**Action item**
Once the line with "Query: dark cabinetry under counter" is found in the data, output it and each following line exactly, up to and including the line with "Query: white ceiling", and nothing before or after.
++++
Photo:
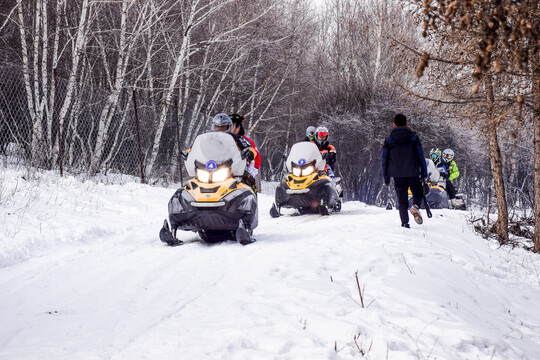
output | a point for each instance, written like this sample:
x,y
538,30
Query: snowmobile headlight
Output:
x,y
308,170
203,176
220,175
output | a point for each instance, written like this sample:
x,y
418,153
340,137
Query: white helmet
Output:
x,y
448,155
310,131
222,120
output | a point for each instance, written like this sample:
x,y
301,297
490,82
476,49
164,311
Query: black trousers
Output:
x,y
402,185
450,189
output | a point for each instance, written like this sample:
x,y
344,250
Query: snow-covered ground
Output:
x,y
83,275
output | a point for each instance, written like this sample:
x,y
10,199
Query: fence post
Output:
x,y
59,131
178,140
138,137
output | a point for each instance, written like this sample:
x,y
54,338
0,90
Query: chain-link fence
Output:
x,y
52,124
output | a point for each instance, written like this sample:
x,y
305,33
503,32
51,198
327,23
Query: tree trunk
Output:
x,y
536,124
496,164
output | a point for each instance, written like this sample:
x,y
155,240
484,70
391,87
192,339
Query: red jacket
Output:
x,y
258,156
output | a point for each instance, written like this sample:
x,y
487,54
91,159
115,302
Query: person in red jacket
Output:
x,y
238,129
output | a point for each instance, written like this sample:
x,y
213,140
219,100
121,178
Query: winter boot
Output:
x,y
415,211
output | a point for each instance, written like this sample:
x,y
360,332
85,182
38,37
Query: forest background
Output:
x,y
92,86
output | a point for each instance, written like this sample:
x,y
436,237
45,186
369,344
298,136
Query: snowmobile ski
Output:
x,y
242,235
274,211
166,236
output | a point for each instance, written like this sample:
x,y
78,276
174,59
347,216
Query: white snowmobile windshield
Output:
x,y
213,149
303,153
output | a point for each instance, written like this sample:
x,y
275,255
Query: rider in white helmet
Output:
x,y
310,134
451,173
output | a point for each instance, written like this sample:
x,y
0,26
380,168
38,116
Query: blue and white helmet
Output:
x,y
222,120
448,155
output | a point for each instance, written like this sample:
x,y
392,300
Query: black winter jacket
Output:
x,y
402,154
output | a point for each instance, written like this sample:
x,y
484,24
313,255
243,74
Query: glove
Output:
x,y
247,155
184,154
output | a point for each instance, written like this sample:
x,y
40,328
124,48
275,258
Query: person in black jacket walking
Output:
x,y
403,159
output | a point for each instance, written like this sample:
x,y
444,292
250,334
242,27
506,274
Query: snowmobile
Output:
x,y
214,202
437,197
306,186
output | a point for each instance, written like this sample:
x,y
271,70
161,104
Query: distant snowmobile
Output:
x,y
437,197
307,188
213,202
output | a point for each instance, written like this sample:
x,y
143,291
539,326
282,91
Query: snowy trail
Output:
x,y
95,283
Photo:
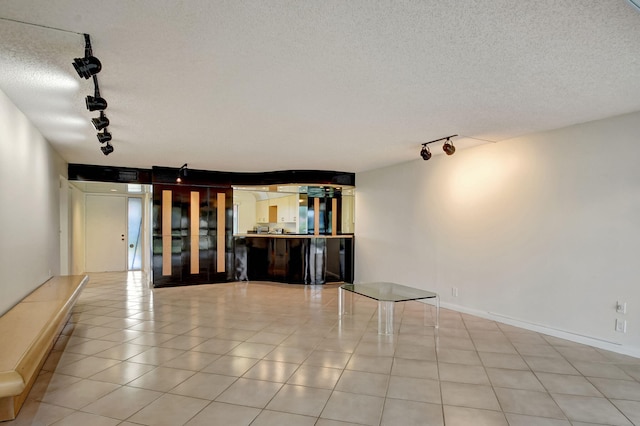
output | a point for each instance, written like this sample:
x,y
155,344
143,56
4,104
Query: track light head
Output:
x,y
95,103
448,147
87,66
107,149
104,136
100,122
425,153
182,173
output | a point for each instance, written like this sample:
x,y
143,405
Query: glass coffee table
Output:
x,y
387,294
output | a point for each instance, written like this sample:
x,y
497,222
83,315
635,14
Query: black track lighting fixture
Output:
x,y
182,173
425,153
107,149
448,147
100,122
89,65
104,136
96,102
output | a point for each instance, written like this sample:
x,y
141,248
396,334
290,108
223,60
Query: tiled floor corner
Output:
x,y
274,354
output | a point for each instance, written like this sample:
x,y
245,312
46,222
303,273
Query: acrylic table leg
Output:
x,y
345,302
437,311
385,317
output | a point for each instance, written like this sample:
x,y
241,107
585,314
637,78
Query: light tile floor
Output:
x,y
273,354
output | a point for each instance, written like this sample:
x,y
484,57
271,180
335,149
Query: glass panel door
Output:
x,y
134,251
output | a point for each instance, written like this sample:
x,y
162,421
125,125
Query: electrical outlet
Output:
x,y
621,326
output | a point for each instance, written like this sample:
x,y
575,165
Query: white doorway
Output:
x,y
106,233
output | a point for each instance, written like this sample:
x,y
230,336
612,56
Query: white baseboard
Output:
x,y
562,334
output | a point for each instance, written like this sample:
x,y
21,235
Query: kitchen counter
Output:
x,y
292,236
294,258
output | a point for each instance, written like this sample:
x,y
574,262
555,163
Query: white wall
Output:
x,y
77,238
29,212
541,231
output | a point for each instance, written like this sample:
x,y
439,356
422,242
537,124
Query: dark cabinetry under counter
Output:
x,y
294,259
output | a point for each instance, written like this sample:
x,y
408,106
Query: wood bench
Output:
x,y
27,334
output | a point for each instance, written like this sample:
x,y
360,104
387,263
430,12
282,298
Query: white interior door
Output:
x,y
106,233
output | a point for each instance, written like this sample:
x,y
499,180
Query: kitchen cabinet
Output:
x,y
280,210
262,211
287,208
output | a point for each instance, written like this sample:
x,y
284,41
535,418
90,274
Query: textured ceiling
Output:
x,y
339,85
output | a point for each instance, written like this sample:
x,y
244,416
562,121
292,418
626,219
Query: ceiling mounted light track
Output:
x,y
448,147
89,65
96,102
104,136
182,173
100,122
107,149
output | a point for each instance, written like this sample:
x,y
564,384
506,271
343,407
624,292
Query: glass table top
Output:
x,y
388,292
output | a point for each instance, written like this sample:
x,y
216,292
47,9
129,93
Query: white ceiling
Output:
x,y
343,85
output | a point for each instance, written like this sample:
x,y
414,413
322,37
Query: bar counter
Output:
x,y
294,258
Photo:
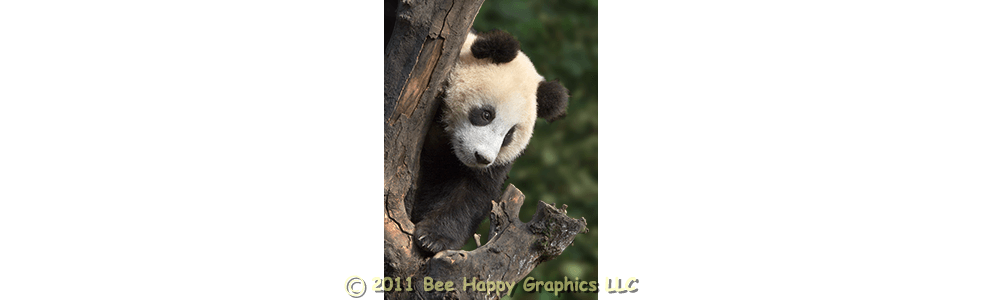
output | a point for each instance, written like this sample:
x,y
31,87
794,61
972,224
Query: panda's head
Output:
x,y
492,99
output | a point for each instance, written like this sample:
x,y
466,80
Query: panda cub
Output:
x,y
489,107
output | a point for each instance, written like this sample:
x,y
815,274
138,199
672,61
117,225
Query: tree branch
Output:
x,y
424,45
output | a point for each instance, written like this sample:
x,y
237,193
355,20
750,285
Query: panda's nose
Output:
x,y
481,159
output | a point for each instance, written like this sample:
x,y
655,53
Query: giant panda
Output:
x,y
489,108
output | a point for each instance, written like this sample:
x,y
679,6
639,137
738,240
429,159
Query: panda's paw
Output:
x,y
432,240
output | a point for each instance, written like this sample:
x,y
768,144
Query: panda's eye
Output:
x,y
482,116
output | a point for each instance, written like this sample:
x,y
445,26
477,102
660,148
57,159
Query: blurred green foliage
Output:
x,y
562,162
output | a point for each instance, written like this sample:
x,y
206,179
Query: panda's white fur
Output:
x,y
492,90
510,88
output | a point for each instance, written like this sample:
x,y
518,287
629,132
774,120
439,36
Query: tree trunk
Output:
x,y
424,45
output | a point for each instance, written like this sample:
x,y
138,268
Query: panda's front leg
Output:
x,y
452,222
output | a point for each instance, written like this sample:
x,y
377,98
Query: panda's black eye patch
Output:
x,y
482,116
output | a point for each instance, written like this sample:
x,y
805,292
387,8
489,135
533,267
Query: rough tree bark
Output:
x,y
425,43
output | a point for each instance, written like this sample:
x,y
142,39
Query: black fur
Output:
x,y
553,99
499,45
452,199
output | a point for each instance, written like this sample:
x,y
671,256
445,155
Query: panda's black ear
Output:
x,y
500,46
553,99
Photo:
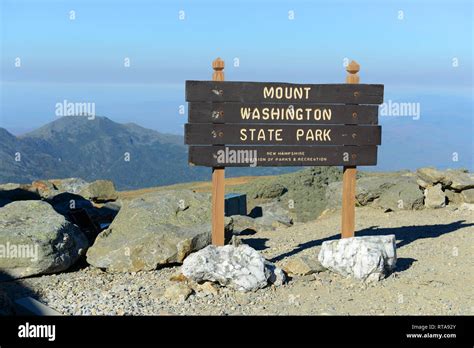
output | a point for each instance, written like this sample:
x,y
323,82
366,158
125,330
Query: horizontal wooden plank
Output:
x,y
249,134
276,156
275,92
285,113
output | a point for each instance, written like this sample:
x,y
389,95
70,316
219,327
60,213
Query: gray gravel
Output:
x,y
434,276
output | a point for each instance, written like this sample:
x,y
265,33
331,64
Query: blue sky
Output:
x,y
410,52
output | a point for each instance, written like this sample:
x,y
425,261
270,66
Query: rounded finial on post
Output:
x,y
218,66
352,68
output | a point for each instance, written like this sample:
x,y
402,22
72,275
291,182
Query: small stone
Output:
x,y
207,288
302,266
468,196
241,268
178,277
366,258
435,197
178,292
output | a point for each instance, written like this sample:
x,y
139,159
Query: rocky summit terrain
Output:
x,y
91,250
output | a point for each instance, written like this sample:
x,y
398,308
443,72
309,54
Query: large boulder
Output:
x,y
394,192
241,268
404,194
99,191
273,216
467,196
34,239
267,189
367,258
154,229
456,179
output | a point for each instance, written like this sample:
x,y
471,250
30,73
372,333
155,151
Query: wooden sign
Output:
x,y
237,124
276,156
261,92
250,134
290,113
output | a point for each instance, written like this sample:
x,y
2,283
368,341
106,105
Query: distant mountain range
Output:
x,y
130,155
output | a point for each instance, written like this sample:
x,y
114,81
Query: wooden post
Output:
x,y
349,174
218,175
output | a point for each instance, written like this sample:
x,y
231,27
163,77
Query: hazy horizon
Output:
x,y
421,51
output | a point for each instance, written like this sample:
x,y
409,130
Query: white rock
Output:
x,y
241,268
367,258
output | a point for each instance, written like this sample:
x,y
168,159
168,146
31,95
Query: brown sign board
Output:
x,y
274,156
282,113
273,92
251,134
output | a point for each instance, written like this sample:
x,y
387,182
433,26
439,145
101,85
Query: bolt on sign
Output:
x,y
237,124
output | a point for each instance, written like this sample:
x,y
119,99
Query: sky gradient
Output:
x,y
421,51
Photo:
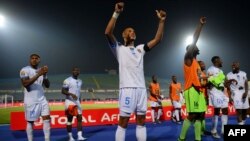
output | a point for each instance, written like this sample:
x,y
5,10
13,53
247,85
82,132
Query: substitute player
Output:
x,y
72,88
238,86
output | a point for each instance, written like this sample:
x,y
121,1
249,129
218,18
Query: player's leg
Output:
x,y
126,107
141,109
46,120
32,113
224,118
29,130
79,128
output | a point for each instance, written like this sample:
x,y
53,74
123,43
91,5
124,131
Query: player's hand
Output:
x,y
244,96
203,20
119,7
45,69
161,14
74,96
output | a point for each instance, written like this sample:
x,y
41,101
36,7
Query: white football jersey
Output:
x,y
240,77
35,92
130,59
73,86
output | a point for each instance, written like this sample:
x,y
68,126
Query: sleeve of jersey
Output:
x,y
65,84
146,48
23,73
218,80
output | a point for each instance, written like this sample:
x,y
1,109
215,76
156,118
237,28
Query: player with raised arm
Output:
x,y
133,92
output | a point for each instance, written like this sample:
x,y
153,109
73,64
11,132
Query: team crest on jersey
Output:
x,y
22,73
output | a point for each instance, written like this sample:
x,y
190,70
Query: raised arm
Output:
x,y
159,34
111,24
198,30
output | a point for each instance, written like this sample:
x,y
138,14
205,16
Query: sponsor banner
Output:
x,y
94,117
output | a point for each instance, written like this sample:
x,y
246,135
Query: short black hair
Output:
x,y
34,54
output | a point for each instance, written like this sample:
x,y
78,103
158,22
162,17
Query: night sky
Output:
x,y
71,33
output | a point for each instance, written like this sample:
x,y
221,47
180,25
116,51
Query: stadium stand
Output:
x,y
95,87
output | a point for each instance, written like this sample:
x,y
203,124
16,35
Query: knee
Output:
x,y
79,118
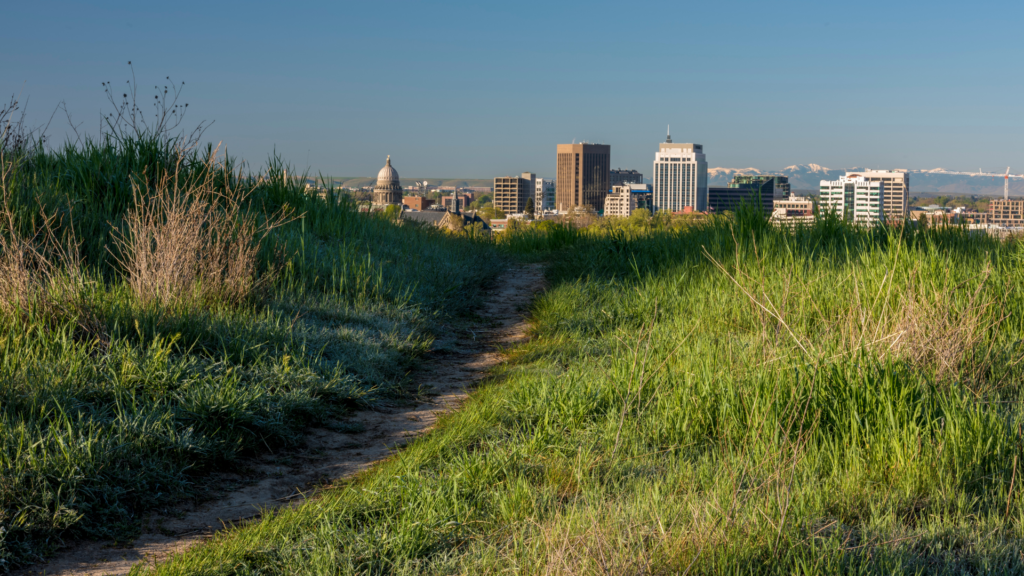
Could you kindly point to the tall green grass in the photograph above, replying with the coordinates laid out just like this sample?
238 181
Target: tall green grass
++++
**Exercise solution**
Query: dark cabinetry under counter
Output:
x,y
294,259
output | a point for each instance, written like this sample:
x,y
408,106
Query: wood bench
Output:
x,y
27,334
output | a point for each instance, written like this sample:
x,y
360,104
387,263
430,12
282,298
Query: white interior door
Output:
x,y
106,233
output | a point for each instance, written like this sample:
x,y
499,180
Query: kitchen cabinet
Output:
x,y
280,210
262,211
287,208
output | a point for each instance, written like this sample:
x,y
284,41
535,418
90,274
Query: textured ceiling
Output:
x,y
339,85
output | a point for each instance, written like this sample:
x,y
244,416
562,121
292,418
626,219
Query: ceiling mounted light track
Output:
x,y
448,147
89,65
96,102
104,136
182,173
100,122
107,149
output | a point for each instance, written like this sample:
x,y
564,384
506,271
343,407
624,292
Query: glass table top
Output:
x,y
388,292
output | a point for each instance, written like this sample:
x,y
216,292
47,9
129,93
Query: white ceiling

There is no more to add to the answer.